_AIM OF THE EXERCISE_:
Find the line that contains "the bird's wing". Then set down that line and all the lines after it, to the end of the records, exactly and with nothing added.

═══ MATERIALS PROVIDED ═══

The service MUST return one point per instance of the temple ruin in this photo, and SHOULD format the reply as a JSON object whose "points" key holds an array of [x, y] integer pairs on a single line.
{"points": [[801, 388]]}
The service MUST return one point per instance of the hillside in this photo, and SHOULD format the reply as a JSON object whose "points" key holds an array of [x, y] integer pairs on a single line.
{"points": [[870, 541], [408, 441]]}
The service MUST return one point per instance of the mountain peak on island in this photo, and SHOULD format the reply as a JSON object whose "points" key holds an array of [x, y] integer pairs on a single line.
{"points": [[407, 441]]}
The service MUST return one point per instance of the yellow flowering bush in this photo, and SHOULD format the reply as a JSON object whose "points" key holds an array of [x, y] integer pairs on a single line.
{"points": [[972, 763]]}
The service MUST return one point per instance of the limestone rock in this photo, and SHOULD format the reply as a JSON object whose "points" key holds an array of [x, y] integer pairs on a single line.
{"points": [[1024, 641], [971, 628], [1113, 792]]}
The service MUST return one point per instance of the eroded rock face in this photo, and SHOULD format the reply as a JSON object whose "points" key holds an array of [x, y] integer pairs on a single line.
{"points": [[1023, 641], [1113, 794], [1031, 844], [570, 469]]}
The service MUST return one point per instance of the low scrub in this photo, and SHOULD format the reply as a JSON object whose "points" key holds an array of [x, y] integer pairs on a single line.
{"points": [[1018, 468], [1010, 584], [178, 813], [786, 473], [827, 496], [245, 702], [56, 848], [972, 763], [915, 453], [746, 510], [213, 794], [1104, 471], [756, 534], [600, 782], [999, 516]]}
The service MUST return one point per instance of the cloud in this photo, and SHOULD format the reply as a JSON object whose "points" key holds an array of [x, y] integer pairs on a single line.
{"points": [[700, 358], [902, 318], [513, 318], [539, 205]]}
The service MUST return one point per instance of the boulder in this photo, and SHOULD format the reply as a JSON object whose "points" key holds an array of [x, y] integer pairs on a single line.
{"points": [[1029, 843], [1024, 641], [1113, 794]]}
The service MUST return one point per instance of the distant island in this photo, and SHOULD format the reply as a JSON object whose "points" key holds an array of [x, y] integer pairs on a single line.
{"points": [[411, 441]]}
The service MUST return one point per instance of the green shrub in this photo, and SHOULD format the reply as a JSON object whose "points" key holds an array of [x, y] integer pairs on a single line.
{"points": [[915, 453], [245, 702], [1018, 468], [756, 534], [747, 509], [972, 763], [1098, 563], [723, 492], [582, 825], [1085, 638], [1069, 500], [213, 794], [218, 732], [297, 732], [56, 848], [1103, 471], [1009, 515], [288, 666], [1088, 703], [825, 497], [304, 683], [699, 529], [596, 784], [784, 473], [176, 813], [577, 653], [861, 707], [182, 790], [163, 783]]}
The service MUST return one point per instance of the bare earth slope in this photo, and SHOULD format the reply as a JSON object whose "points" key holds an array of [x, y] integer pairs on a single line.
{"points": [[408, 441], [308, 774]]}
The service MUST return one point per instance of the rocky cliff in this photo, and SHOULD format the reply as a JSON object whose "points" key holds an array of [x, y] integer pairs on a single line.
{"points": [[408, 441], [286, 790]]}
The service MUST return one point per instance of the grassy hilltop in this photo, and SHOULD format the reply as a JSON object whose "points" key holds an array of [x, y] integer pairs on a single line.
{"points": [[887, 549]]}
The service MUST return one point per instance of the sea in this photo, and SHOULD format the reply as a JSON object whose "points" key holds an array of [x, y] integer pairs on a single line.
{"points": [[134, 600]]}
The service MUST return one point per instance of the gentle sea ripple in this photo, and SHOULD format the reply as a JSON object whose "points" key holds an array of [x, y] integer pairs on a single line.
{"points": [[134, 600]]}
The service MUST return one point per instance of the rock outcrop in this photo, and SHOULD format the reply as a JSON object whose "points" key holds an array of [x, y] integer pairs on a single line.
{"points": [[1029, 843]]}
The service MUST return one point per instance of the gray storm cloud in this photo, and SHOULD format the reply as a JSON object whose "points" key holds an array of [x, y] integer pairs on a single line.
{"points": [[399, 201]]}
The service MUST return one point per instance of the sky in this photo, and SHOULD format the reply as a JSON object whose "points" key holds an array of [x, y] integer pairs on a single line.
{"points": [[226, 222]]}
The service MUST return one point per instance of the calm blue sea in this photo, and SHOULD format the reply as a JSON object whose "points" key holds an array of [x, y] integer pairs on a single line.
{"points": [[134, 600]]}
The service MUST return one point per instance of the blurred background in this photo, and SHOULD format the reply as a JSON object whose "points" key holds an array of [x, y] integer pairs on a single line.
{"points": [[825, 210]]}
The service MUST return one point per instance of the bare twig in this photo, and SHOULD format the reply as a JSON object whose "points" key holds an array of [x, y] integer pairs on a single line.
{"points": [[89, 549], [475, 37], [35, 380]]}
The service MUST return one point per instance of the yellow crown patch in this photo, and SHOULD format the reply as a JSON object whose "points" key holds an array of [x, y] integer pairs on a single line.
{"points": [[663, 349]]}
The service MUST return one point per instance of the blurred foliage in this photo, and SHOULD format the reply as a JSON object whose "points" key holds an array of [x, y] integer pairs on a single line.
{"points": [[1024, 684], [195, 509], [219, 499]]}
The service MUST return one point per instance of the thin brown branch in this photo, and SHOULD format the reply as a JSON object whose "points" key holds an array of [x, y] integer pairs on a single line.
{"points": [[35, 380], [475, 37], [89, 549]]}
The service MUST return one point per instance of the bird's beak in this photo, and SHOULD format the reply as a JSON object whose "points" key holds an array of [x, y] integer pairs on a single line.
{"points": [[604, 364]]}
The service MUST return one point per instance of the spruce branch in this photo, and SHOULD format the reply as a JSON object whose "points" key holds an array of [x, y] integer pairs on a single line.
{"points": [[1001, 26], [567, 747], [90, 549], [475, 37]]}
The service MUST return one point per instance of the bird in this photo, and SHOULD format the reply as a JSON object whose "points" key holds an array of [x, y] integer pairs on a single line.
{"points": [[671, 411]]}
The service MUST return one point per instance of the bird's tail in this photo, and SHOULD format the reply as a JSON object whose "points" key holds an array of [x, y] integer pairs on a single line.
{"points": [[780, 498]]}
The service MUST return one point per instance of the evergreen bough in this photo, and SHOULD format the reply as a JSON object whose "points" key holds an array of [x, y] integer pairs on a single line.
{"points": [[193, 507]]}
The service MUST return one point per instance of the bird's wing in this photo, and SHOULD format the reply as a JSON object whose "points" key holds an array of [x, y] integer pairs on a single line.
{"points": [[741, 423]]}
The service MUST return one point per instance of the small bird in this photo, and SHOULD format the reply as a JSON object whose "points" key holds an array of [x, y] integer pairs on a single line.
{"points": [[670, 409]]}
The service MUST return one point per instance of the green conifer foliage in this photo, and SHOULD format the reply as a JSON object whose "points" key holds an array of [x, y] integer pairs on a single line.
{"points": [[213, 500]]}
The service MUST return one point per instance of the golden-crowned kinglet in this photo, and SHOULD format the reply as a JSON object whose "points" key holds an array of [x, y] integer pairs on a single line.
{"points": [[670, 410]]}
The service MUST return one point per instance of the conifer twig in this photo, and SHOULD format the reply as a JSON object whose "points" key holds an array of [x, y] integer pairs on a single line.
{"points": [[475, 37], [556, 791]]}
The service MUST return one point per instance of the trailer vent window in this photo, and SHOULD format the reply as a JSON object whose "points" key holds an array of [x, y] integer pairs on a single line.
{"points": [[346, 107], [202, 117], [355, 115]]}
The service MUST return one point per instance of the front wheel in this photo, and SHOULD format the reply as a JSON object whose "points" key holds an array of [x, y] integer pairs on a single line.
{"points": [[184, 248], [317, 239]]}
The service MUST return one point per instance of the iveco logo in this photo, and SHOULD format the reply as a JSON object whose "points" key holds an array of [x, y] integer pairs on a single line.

═══

_THE REPLY_:
The service MUST return one point per instance of the bird's wing in this photo, and SHOULD format the reply as a JSON object whose "points" key holds an array of [x, y] integer pairs on a single line.
{"points": [[741, 423]]}
The service MUST return one point per instance of the small bird in this photo, and SHOULD format the reply as a JSON object whose "points" key holds an array of [x, y] integer pairs on a single line.
{"points": [[670, 409]]}
The service MUST return one point per instance of the green conifer foliage in this photo, and SHOULD format the reply as a JSON object whose "points" key holds an array of [x, y] integer pairs on a single line.
{"points": [[213, 500]]}
The service MUST return one point per instance of the golden-crowned kinglet in this photo, and SHOULD format the reply as a JSON object whose "points" key holds an array of [x, y] integer pairs on a single line.
{"points": [[670, 410]]}
The service MUST return one point per instance of the conifer twig in this photo, and SHOULD format the reply as a JSON object whose "points" key holds an array of [x, y] integer pairs on a single line.
{"points": [[475, 37], [556, 791]]}
The service MUST return one point per instance of the trailer vent window in this photo, and SHOULD format the reply as a JSON object whose "points" key holds an array of [x, y] integer pairs on a single line.
{"points": [[346, 107], [202, 117], [355, 115]]}
The service MUST return one point per instance of the front wheel in this photo, and SHOULD format the reply as a JSON object whose "points" key holds an array of [x, y] integer pairs on a single line.
{"points": [[184, 248], [317, 239]]}
The service MUST return one point per instance of the iveco logo in this photo, and SHOULD format the reply as a JSON object whose "points" key holds an array of [x, y] integer pairs on a single line.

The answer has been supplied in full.